Print all the records exactly as they stand.

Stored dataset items
────────────────

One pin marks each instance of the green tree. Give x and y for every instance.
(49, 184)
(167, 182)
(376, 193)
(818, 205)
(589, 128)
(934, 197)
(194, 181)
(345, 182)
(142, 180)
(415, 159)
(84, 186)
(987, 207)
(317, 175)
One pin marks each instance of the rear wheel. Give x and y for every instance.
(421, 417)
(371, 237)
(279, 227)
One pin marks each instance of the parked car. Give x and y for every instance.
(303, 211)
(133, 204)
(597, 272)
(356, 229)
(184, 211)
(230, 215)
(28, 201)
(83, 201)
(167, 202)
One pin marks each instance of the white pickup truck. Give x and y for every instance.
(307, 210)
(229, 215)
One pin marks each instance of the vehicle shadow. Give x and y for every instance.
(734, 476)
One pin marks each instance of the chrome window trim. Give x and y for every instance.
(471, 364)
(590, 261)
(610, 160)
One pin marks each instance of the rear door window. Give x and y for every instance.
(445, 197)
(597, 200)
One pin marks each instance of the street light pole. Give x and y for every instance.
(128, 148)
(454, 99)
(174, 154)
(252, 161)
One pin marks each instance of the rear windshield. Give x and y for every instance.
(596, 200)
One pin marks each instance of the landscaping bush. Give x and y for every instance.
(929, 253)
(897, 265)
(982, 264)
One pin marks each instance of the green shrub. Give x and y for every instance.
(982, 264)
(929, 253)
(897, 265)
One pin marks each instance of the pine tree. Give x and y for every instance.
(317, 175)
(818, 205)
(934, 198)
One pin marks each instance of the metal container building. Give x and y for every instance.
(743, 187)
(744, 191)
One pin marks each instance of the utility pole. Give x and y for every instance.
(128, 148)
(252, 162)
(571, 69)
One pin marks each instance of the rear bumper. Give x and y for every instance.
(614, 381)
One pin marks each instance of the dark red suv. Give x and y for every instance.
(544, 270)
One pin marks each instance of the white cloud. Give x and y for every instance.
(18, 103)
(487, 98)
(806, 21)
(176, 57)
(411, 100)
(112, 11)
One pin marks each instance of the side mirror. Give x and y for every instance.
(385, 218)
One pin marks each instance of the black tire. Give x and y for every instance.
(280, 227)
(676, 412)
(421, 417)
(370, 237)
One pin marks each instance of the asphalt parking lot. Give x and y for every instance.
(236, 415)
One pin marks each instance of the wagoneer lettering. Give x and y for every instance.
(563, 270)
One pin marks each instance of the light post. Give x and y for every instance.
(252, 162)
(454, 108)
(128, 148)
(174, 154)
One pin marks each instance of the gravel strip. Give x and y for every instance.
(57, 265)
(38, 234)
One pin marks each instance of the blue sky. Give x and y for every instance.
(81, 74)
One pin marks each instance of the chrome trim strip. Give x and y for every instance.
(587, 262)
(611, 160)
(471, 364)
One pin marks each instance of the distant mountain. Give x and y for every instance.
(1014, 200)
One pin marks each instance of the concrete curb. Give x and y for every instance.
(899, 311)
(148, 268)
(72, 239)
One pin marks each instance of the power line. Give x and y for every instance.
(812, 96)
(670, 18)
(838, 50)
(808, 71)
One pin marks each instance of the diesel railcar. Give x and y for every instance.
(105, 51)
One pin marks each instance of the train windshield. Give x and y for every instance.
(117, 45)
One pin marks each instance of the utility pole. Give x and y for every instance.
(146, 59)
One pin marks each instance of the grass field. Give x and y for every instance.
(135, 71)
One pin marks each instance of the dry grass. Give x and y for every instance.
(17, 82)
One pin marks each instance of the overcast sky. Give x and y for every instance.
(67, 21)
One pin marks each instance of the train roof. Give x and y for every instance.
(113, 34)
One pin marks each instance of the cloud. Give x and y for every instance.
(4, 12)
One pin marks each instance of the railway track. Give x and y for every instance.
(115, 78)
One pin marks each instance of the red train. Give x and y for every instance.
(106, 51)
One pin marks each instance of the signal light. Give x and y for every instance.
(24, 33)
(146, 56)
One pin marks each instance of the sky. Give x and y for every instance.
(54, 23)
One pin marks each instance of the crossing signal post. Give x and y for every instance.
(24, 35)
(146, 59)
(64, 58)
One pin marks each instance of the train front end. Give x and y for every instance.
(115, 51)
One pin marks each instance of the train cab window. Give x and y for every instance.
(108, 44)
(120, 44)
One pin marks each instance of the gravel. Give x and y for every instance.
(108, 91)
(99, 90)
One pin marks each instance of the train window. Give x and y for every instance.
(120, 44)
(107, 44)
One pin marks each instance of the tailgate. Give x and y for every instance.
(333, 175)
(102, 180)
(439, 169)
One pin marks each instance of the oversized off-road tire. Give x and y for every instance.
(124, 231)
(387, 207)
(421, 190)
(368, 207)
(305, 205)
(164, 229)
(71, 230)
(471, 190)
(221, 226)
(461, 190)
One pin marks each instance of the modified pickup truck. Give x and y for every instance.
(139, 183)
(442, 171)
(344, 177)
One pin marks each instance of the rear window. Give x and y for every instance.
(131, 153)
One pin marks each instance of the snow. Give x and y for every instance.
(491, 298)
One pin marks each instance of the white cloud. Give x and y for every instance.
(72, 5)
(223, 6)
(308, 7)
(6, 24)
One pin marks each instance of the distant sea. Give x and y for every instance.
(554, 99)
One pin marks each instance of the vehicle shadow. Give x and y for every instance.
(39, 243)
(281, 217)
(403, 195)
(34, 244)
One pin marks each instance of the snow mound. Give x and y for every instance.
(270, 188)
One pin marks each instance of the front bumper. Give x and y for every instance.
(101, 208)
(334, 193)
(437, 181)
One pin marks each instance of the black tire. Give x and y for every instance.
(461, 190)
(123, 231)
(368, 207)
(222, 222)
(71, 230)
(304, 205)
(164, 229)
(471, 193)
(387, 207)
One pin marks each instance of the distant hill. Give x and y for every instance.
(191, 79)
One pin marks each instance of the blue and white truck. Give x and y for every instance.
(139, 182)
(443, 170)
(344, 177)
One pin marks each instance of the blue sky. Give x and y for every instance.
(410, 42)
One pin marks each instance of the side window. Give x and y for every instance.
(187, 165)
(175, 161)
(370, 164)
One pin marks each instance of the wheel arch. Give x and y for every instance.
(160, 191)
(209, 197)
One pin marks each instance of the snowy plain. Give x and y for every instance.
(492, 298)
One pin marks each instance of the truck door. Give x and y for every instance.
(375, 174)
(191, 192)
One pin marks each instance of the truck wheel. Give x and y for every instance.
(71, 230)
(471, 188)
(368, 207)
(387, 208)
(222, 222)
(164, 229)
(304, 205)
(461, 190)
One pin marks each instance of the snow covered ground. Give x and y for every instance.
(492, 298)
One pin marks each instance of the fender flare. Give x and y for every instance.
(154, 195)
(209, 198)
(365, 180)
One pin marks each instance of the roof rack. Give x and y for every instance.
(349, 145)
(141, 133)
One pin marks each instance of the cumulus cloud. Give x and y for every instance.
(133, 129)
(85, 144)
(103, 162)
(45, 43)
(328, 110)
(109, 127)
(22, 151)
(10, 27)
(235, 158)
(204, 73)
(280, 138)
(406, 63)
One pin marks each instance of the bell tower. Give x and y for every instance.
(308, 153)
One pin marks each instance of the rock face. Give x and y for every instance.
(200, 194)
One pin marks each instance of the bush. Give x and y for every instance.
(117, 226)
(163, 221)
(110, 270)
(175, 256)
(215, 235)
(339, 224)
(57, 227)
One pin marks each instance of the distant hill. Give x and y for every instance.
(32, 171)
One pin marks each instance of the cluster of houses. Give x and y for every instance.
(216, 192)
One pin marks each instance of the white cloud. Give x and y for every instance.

────────────────

• _RESPONSE TO THE TASK_:
One pin marks each instance of the green tree. Give x and y for every instance.
(49, 184)
(167, 182)
(376, 193)
(818, 205)
(589, 128)
(934, 197)
(194, 181)
(345, 182)
(142, 180)
(415, 159)
(84, 186)
(987, 207)
(317, 175)
One pin marks each instance of the rear wheel. Give x and y for every instance.
(421, 417)
(371, 237)
(279, 227)
One pin marks each instance of the parked car. Give x and y for every instance.
(303, 211)
(133, 204)
(597, 272)
(356, 229)
(184, 211)
(230, 215)
(28, 201)
(83, 201)
(167, 202)
One pin marks each instance of the white pickup truck. Give x and y for every instance.
(307, 210)
(229, 215)
One pin marks each instance of the vehicle shadow. Give x and y for every instance.
(734, 476)
One pin marks each instance of the chrome window trim. Give x and y for every instance.
(471, 364)
(590, 261)
(610, 160)
One pin marks each instance of the rear door window. Give x and y for every instance.
(445, 197)
(597, 200)
One pin marks each instance of the street light pole. Give x and y for every instance.
(128, 148)
(454, 99)
(174, 154)
(252, 161)
One pin marks each instance of the rear windshield. Give x and y for every instance.
(596, 200)
One pin marks each instance of the landscaping bush. Give x and y for every instance.
(929, 253)
(897, 265)
(982, 264)
One pin marks each instance of the green shrub. Give x and y for every instance.
(982, 264)
(929, 253)
(897, 265)
One pin marks each instance of the pine tree. Give x and y for every instance.
(317, 175)
(818, 205)
(934, 198)
One pin marks each instance of the metal container building. Give x and y for every instance.
(743, 187)
(744, 191)
One pin marks each instance of the utility pole. Give x and y for every instance.
(128, 148)
(252, 162)
(571, 69)
One pin marks each instance of the rear bumper. Give x and y for every instance.
(614, 381)
One pin marks each instance of the dark red suv. Give x and y for every instance.
(544, 270)
One pin marks each instance of the white cloud. Give x and y for every instance.
(18, 103)
(487, 98)
(806, 21)
(176, 57)
(411, 100)
(112, 11)
One pin marks each instance of the side mirror. Give x and y for every instance.
(385, 218)
One pin marks each instance of the black tire. Give x and y for every instance.
(280, 227)
(676, 412)
(421, 417)
(370, 237)
One pin marks each instance of the asphalt parking lot. Give x and y for every instance.
(236, 415)
One pin marks each instance of the wagoneer lettering. Give x and y for every instance.
(563, 270)
One pin marks each instance of the light post. Give x and y for every instance.
(252, 162)
(454, 108)
(128, 148)
(174, 154)
One pin marks each instance of the gravel strip. Give x and y for every instance.
(57, 265)
(38, 234)
One pin marks each instance of the blue sky. Give x and y for every instance.
(81, 74)
One pin marks each instance of the chrome trim strip. Give x and y for every instance.
(587, 262)
(611, 160)
(471, 364)
One pin marks each instance of the distant mountain. Give x and y for every instance.
(1014, 200)
One pin marks each instance of the concrete curb. Give x and y for every instance.
(899, 311)
(148, 268)
(72, 239)
One pin marks each instance of the power line. Give x and y for every instance.
(812, 96)
(670, 18)
(838, 50)
(808, 71)
One pin marks each instance of the diesel railcar. Give x and y for every instance.
(105, 51)
One pin marks each instance of the train windshield. Give x and y for every instance.
(117, 45)
One pin marks each instance of the utility pole. Give x and y for every instance.
(146, 59)
One pin marks each instance of the grass field. Give x and y for every instance.
(135, 71)
One pin marks each instance of the dry grass. Give x and y for every instance.
(17, 82)
One pin marks each instance of the overcast sky. Give x and y for every instance.
(67, 21)
One pin marks each instance of the train roof. Give x and y for every instance.
(113, 34)
One pin marks each instance of the cloud. Give x and y for every instance.
(4, 12)
One pin marks each instance of the railway track. Give x and y for every instance.
(115, 78)
One pin marks each instance of the red train. Give x and y for every instance.
(106, 51)
One pin marks each instance of the signal light. Give x and y for every instance.
(24, 33)
(146, 56)
One pin marks each instance of the sky. Give x and y for every instance.
(54, 23)
One pin marks each instance of the crossing signal post. Give x and y for every instance.
(24, 35)
(146, 59)
(64, 58)
One pin marks each instance of the train front end. Give x and y for every instance.
(115, 51)
One pin marks each instance of the train cab window. Give x and y for every instance.
(108, 44)
(120, 44)
One pin marks each instance of the gravel. Give x and y for every instance.
(108, 91)
(99, 90)
One pin marks each instance of the train window. Give x and y for every instance.
(120, 44)
(107, 44)
One pin marks each instance of the tailgate. Give x and y for every instance.
(333, 175)
(102, 180)
(439, 169)
One pin marks each instance of the oversized off-road tire. Give x and y for every instance.
(124, 231)
(387, 207)
(421, 190)
(368, 207)
(305, 205)
(164, 229)
(71, 230)
(471, 190)
(221, 226)
(461, 190)
One pin marks each instance of the modified pickup truck. Give x and y for every instance.
(139, 183)
(442, 171)
(344, 177)
One pin marks each instance of the rear window. Give x and y for every instance.
(131, 153)
One pin marks each instance of the snow. Give x and y for every instance.
(491, 298)
One pin marks each instance of the white cloud. Give x and y for every instance.
(72, 5)
(223, 6)
(308, 7)
(6, 24)
One pin marks each instance of the distant sea. Give x and y for every instance.
(554, 99)
One pin marks each instance of the vehicle shadow. Give x and y for every instance.
(39, 243)
(281, 217)
(403, 195)
(34, 244)
One pin marks each instance of the snow mound. Give x and y for every instance.
(270, 188)
One pin marks each instance of the front bumper. Give x and y for every instance.
(101, 208)
(334, 193)
(437, 181)
One pin marks each instance of the black tire. Give x and y for every instance.
(461, 190)
(123, 231)
(368, 207)
(222, 222)
(71, 230)
(304, 205)
(164, 229)
(471, 193)
(387, 207)
One pin marks each instance of the distant hill. Give x and y for every instance.
(191, 79)
One pin marks each instance of the blue and white truck. Give x and y for every instance.
(139, 182)
(443, 170)
(344, 177)
One pin marks each instance of the blue sky. Give x and y for every instance.
(410, 42)
One pin marks each instance of the side window. Give x and y for every instance.
(187, 165)
(175, 161)
(370, 164)
One pin marks each instance of the wheel arch. Give x and y for every instance.
(160, 191)
(209, 197)
One pin marks each instance of the snowy plain. Give x and y for every instance.
(492, 298)
One pin marks each instance of the truck door. Give x and y for every instance.
(375, 174)
(191, 192)
One pin marks each instance of the truck wheel. Give x and y for every instance.
(71, 230)
(471, 188)
(368, 207)
(387, 208)
(222, 222)
(164, 229)
(304, 205)
(461, 190)
One pin marks each instance of the snow covered ground. Give x and y for every instance.
(492, 298)
One pin marks each instance of the fender flare. Give x and y for every instance.
(154, 195)
(209, 198)
(365, 180)
One pin marks each instance of the roof rack. Give x and y for every instance.
(349, 145)
(141, 133)
One pin marks each instance of the cumulus cloud. Give x and y for every instance.
(133, 129)
(85, 144)
(103, 162)
(45, 43)
(328, 110)
(109, 127)
(22, 151)
(10, 27)
(235, 158)
(204, 73)
(280, 138)
(406, 63)
One pin marks each instance of the bell tower. Give x and y for every instance.
(308, 153)
One pin marks each instance of the rock face. Give x and y for every instance.
(200, 194)
One pin marks each instance of the bush. Give x and y for every instance.
(117, 226)
(163, 221)
(110, 270)
(175, 256)
(215, 235)
(339, 224)
(57, 227)
One pin marks each instance of the distant hill. Give x and y for every instance.
(32, 171)
One pin marks each instance of the cluster of houses. Give x and y for every instance.
(216, 192)
One pin marks each instance of the white cloud. Give x and y for every instance.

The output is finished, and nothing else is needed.